# [OBJECTIVE]
Pull out every line of the data below that contains the string "shirt". Case counts.

# # # # #

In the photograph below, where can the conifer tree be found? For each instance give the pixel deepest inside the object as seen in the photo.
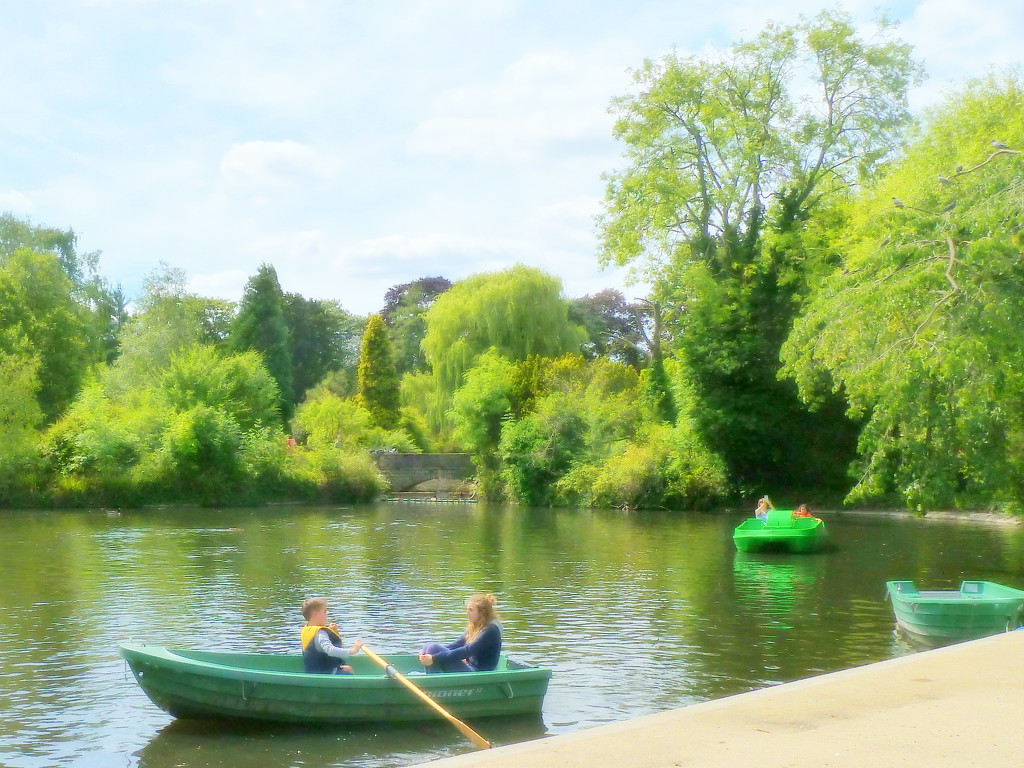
(378, 389)
(260, 326)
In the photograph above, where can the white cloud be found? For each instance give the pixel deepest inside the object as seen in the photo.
(544, 97)
(961, 40)
(275, 163)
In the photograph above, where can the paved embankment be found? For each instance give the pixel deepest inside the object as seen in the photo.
(956, 707)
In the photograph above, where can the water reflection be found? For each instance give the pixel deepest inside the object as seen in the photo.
(635, 612)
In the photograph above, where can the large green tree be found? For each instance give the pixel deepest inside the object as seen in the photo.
(168, 320)
(920, 325)
(40, 318)
(518, 312)
(404, 312)
(260, 326)
(105, 304)
(377, 384)
(324, 338)
(728, 159)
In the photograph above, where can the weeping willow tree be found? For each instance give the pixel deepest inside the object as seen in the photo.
(517, 312)
(921, 324)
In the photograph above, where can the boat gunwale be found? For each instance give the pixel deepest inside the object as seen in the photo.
(171, 658)
(957, 596)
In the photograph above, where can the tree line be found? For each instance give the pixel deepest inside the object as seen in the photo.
(833, 312)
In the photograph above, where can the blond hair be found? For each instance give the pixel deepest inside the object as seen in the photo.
(486, 613)
(313, 603)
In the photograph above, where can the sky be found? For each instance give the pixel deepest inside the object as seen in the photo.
(357, 145)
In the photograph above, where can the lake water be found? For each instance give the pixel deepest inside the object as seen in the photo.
(636, 612)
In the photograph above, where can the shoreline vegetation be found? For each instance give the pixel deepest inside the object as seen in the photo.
(835, 294)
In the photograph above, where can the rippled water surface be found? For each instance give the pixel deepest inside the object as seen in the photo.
(635, 612)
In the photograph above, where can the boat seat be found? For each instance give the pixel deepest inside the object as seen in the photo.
(778, 518)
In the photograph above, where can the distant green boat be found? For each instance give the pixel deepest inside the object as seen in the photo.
(779, 531)
(272, 687)
(976, 609)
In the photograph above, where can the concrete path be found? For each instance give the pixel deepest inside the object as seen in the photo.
(956, 707)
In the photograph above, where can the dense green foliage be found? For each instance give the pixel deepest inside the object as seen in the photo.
(519, 311)
(727, 159)
(920, 324)
(260, 326)
(406, 314)
(377, 382)
(323, 339)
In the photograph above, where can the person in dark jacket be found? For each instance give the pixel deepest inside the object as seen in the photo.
(323, 650)
(477, 649)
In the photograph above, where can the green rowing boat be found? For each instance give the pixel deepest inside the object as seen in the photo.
(780, 531)
(272, 687)
(976, 609)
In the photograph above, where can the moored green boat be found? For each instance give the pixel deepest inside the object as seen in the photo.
(272, 687)
(976, 609)
(781, 531)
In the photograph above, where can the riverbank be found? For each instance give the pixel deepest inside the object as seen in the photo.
(948, 708)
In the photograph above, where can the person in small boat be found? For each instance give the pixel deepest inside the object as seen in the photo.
(323, 650)
(477, 649)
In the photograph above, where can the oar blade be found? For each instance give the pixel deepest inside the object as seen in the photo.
(391, 672)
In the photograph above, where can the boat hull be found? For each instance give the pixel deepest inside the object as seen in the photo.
(976, 609)
(273, 688)
(798, 535)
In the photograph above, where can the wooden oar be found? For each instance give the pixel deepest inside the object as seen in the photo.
(468, 732)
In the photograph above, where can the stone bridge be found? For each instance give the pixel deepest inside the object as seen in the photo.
(407, 471)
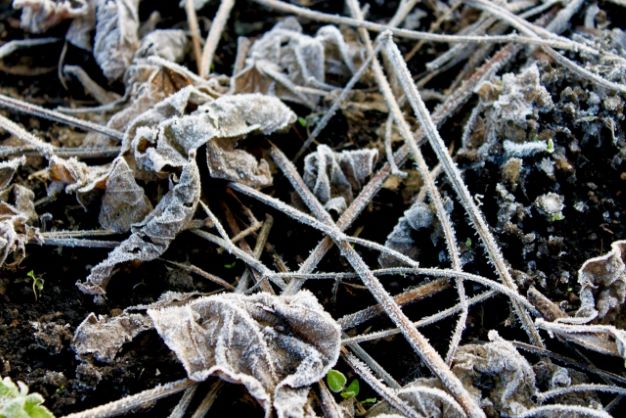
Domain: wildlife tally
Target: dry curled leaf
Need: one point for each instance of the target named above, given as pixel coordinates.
(17, 209)
(335, 177)
(284, 58)
(152, 236)
(40, 15)
(218, 123)
(117, 38)
(603, 286)
(276, 346)
(418, 217)
(124, 202)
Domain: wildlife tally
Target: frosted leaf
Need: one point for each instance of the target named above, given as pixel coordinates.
(152, 236)
(603, 285)
(76, 176)
(276, 346)
(512, 379)
(426, 397)
(284, 57)
(17, 208)
(219, 123)
(40, 15)
(419, 217)
(103, 337)
(117, 38)
(8, 170)
(335, 177)
(168, 44)
(124, 201)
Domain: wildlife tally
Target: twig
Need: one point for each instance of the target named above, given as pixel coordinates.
(194, 29)
(417, 341)
(454, 176)
(128, 403)
(427, 320)
(387, 394)
(213, 38)
(38, 111)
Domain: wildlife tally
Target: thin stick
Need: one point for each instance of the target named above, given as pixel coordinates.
(425, 321)
(455, 178)
(194, 29)
(417, 341)
(411, 34)
(38, 111)
(197, 270)
(387, 394)
(213, 38)
(128, 403)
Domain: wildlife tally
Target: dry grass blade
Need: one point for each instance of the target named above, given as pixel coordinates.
(417, 341)
(455, 178)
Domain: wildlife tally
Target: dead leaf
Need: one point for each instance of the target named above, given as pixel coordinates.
(124, 202)
(335, 177)
(117, 36)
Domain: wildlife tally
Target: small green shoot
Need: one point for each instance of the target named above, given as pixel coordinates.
(352, 390)
(336, 380)
(38, 283)
(15, 401)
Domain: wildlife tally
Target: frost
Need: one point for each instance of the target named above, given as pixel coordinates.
(164, 139)
(284, 58)
(17, 209)
(167, 44)
(117, 38)
(418, 217)
(603, 285)
(103, 337)
(276, 346)
(124, 201)
(152, 236)
(335, 177)
(512, 378)
(551, 205)
(40, 15)
(8, 170)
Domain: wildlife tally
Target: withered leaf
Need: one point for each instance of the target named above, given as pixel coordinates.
(603, 286)
(103, 337)
(117, 37)
(40, 15)
(152, 236)
(335, 177)
(124, 202)
(8, 169)
(284, 57)
(17, 208)
(276, 346)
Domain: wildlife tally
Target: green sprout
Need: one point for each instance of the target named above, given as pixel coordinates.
(38, 283)
(16, 402)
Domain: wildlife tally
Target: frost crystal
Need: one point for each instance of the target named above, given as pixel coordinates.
(276, 346)
(335, 177)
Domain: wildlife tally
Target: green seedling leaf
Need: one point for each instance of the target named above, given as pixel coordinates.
(336, 380)
(352, 391)
(15, 401)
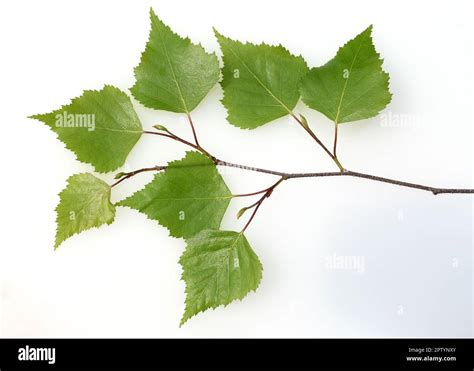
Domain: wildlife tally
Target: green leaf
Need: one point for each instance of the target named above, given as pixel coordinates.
(100, 127)
(351, 86)
(260, 82)
(189, 196)
(218, 267)
(84, 204)
(174, 74)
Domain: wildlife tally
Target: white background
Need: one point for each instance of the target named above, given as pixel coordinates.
(124, 280)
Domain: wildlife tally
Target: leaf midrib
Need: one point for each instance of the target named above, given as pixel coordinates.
(336, 120)
(259, 81)
(181, 97)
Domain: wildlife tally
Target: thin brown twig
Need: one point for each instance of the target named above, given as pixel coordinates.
(260, 201)
(193, 129)
(434, 190)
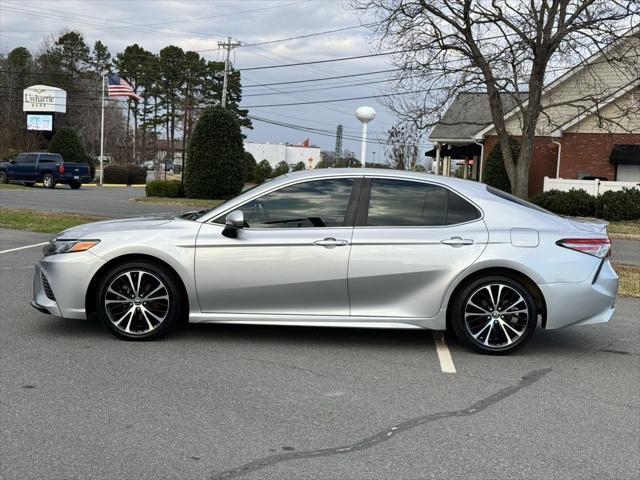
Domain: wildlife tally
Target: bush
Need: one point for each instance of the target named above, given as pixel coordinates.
(215, 156)
(621, 205)
(249, 165)
(494, 173)
(67, 143)
(164, 188)
(575, 203)
(282, 168)
(262, 171)
(125, 174)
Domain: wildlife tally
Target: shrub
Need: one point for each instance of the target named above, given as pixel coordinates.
(575, 203)
(215, 156)
(249, 165)
(164, 188)
(125, 174)
(67, 143)
(621, 205)
(281, 168)
(494, 173)
(262, 171)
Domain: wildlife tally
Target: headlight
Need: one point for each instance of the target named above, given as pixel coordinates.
(68, 246)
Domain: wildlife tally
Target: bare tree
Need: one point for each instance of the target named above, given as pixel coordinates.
(508, 48)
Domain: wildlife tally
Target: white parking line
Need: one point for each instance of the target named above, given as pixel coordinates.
(446, 362)
(23, 248)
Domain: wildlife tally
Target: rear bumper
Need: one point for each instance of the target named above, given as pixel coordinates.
(581, 303)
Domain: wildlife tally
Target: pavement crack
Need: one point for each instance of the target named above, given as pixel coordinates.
(386, 434)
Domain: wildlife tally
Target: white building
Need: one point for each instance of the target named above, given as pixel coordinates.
(275, 153)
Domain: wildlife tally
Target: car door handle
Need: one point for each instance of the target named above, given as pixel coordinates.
(331, 242)
(457, 241)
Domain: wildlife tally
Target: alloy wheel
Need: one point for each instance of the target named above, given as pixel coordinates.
(137, 302)
(496, 316)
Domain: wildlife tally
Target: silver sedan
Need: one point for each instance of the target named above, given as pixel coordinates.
(340, 248)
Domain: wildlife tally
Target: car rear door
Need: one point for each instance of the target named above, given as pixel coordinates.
(411, 239)
(290, 259)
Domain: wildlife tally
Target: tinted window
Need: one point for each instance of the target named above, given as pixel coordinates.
(459, 210)
(50, 158)
(398, 203)
(320, 203)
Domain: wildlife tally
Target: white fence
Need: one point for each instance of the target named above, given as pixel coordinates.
(593, 187)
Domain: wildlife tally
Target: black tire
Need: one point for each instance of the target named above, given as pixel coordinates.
(474, 322)
(48, 181)
(137, 325)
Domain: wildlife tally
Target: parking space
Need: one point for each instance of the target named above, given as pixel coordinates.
(214, 401)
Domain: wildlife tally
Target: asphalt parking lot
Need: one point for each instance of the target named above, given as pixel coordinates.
(212, 402)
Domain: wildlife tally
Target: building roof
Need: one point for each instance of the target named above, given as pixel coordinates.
(468, 114)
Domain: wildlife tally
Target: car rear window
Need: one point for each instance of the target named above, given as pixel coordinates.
(517, 200)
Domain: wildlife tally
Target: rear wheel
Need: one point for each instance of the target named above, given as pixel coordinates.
(48, 181)
(138, 301)
(495, 315)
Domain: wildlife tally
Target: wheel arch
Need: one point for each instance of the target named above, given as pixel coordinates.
(90, 305)
(508, 272)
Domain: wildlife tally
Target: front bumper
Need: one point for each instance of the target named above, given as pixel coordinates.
(582, 303)
(60, 283)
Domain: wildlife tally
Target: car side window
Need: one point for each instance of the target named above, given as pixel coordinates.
(401, 203)
(317, 203)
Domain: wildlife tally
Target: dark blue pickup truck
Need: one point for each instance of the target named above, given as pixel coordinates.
(48, 168)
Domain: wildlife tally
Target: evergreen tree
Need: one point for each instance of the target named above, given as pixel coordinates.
(214, 156)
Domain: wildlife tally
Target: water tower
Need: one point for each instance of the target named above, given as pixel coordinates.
(365, 115)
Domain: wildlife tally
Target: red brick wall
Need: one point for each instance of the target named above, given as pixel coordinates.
(543, 162)
(589, 152)
(581, 152)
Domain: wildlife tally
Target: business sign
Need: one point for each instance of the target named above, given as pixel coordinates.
(40, 122)
(42, 98)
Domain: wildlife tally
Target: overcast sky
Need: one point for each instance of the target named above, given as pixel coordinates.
(200, 24)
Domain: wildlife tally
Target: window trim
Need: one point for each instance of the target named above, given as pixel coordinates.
(363, 205)
(349, 217)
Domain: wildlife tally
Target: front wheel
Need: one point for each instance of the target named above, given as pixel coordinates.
(138, 301)
(48, 181)
(495, 315)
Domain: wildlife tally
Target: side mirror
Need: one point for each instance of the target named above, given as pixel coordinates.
(234, 221)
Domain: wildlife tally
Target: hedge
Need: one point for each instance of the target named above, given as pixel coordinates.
(164, 188)
(619, 205)
(125, 174)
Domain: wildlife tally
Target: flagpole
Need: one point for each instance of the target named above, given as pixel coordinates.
(102, 133)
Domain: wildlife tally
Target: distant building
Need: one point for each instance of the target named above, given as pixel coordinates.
(275, 153)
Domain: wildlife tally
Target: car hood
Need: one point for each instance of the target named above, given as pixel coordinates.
(94, 229)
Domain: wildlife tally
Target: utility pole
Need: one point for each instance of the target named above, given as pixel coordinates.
(228, 46)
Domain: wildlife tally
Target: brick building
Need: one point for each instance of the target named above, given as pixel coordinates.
(590, 126)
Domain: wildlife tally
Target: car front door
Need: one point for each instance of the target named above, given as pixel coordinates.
(411, 239)
(290, 258)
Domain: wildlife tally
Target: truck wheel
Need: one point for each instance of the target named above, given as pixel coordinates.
(48, 181)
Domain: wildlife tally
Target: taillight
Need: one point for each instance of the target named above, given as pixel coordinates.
(598, 247)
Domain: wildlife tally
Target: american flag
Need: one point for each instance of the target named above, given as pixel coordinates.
(117, 87)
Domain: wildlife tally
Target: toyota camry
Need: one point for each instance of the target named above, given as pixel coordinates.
(340, 248)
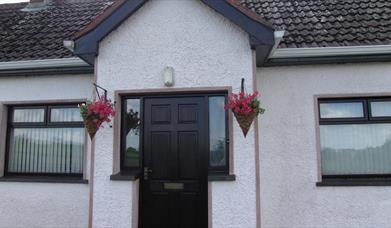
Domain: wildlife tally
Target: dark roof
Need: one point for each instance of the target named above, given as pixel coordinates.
(40, 34)
(308, 23)
(261, 34)
(326, 23)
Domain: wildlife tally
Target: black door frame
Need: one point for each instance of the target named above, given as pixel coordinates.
(168, 94)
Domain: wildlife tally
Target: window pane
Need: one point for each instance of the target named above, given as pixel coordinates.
(217, 131)
(65, 115)
(132, 132)
(29, 115)
(380, 108)
(46, 150)
(356, 149)
(341, 110)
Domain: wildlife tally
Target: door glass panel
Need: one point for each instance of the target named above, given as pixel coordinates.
(380, 108)
(341, 110)
(355, 149)
(65, 115)
(132, 133)
(35, 115)
(217, 131)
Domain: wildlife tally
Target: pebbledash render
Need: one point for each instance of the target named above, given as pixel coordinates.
(320, 156)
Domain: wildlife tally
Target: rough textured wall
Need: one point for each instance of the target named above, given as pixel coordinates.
(205, 50)
(289, 171)
(44, 204)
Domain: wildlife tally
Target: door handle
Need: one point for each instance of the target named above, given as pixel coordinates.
(147, 171)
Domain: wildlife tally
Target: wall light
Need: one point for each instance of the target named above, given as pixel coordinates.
(168, 76)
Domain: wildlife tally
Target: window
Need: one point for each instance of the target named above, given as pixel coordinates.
(45, 140)
(355, 137)
(131, 137)
(131, 134)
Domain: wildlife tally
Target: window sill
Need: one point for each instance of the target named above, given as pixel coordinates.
(222, 177)
(351, 182)
(60, 180)
(125, 176)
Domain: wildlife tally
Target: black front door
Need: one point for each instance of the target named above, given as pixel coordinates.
(174, 182)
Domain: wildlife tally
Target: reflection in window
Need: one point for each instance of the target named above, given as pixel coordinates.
(65, 115)
(38, 148)
(33, 115)
(46, 150)
(356, 149)
(341, 110)
(381, 108)
(132, 132)
(217, 131)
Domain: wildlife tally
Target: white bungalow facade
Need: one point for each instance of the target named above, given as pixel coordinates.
(318, 157)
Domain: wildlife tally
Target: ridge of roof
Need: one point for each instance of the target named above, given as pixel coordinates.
(261, 34)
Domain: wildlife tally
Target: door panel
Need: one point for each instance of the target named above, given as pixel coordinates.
(174, 184)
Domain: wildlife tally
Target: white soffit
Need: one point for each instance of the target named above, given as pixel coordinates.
(330, 51)
(42, 63)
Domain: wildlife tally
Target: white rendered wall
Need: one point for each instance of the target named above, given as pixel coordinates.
(24, 204)
(206, 50)
(289, 197)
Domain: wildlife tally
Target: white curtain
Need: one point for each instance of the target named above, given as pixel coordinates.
(356, 149)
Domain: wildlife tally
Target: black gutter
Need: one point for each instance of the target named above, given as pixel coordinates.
(326, 60)
(47, 71)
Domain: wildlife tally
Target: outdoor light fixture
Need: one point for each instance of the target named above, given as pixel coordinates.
(168, 76)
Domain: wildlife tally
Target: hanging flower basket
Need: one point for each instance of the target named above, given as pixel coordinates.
(246, 107)
(95, 113)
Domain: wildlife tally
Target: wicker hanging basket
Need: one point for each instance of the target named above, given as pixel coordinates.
(90, 126)
(245, 121)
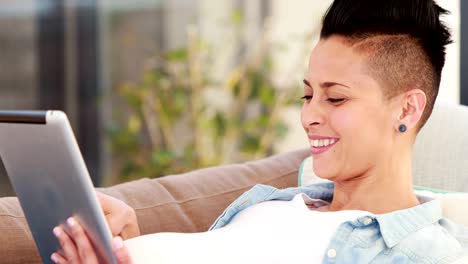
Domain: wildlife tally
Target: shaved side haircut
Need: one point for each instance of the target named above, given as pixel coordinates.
(404, 41)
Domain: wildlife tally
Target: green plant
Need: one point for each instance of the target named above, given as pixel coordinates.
(173, 122)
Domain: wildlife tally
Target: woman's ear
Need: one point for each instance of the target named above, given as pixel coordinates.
(412, 107)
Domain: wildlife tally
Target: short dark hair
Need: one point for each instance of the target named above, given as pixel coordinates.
(404, 39)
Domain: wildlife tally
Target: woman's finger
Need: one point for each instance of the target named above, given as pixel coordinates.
(68, 247)
(85, 249)
(121, 252)
(58, 258)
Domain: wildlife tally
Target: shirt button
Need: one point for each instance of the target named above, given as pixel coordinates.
(367, 221)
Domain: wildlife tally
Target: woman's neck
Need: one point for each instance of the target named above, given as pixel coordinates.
(386, 187)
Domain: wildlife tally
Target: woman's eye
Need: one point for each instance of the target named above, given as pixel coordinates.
(335, 100)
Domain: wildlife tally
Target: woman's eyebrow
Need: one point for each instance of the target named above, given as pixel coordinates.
(325, 84)
(307, 83)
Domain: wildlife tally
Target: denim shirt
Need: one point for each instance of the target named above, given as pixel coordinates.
(416, 235)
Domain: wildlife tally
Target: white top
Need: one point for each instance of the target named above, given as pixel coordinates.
(268, 232)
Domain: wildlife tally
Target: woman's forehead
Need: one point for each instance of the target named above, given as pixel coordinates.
(332, 60)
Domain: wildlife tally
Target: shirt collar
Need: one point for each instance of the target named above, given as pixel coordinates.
(397, 225)
(394, 226)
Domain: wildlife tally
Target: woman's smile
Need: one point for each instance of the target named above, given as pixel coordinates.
(320, 144)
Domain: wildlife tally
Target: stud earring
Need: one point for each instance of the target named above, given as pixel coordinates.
(402, 128)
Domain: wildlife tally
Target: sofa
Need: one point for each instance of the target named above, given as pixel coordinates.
(190, 202)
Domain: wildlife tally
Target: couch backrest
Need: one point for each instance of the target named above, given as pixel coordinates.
(440, 158)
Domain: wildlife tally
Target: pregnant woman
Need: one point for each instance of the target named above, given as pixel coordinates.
(371, 85)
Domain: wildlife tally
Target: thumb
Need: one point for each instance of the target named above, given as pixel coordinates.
(120, 251)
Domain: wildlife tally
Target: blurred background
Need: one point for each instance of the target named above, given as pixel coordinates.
(158, 87)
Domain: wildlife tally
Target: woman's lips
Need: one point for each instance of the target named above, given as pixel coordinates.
(320, 144)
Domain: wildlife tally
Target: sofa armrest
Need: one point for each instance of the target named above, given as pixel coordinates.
(188, 202)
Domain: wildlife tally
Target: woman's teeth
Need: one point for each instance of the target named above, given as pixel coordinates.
(322, 142)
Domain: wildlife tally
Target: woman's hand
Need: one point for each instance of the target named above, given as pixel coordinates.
(120, 217)
(76, 247)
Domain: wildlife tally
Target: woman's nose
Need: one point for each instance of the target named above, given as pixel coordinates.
(312, 115)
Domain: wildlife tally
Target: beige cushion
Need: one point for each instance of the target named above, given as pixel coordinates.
(188, 202)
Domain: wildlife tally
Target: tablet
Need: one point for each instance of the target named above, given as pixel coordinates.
(47, 172)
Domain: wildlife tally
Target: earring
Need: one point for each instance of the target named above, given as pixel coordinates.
(402, 128)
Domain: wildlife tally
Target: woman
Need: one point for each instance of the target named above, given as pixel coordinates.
(371, 84)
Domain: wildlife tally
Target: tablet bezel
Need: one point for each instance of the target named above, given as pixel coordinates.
(41, 145)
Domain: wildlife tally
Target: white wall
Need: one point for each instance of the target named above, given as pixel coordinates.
(450, 85)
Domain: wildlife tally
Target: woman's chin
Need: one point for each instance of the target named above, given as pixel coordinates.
(324, 173)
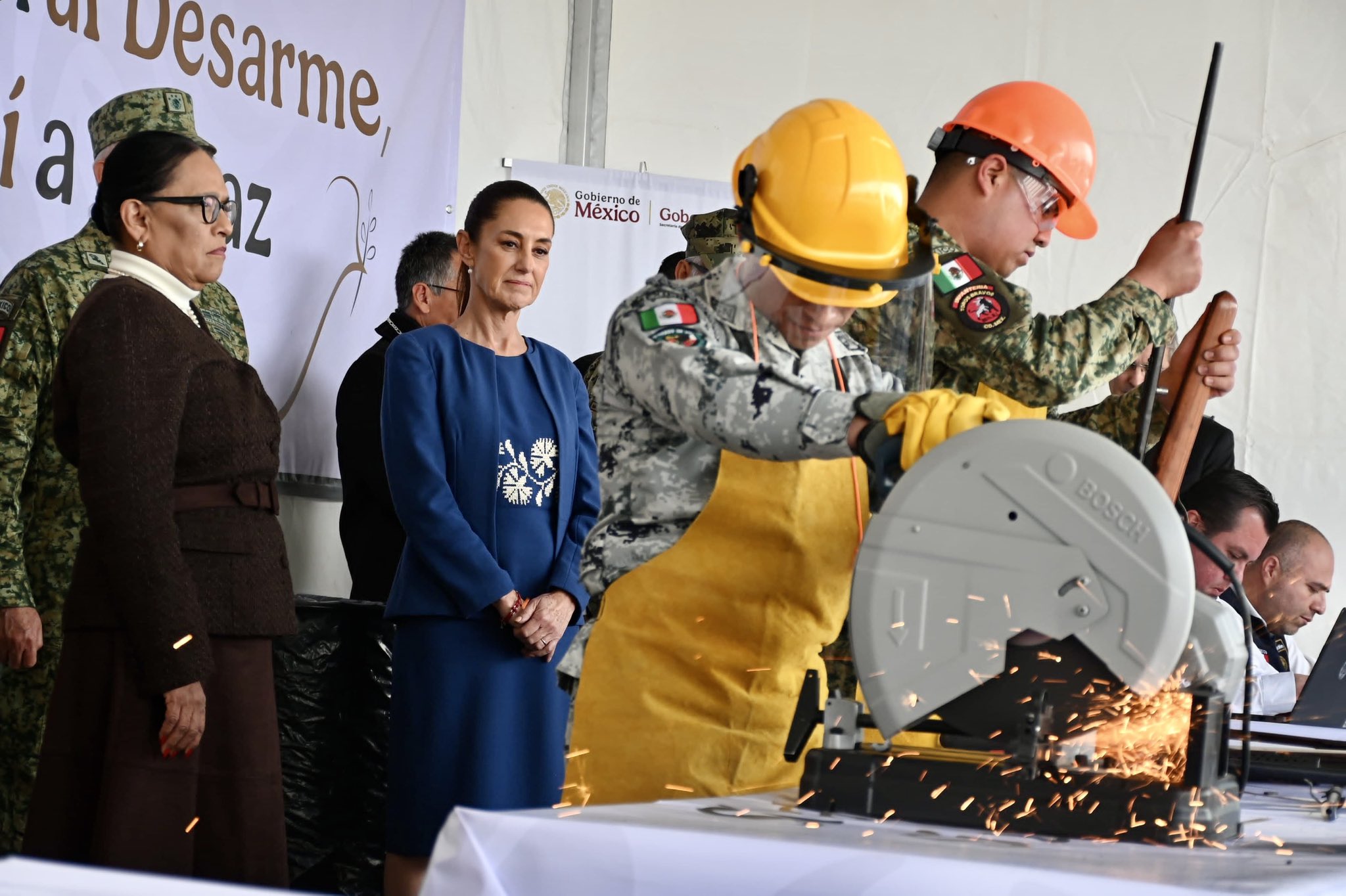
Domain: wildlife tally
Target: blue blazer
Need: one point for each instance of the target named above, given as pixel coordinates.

# # # # #

# [OUTPUT]
Target: shirt button
Target: denim shirt
Target: shirt collar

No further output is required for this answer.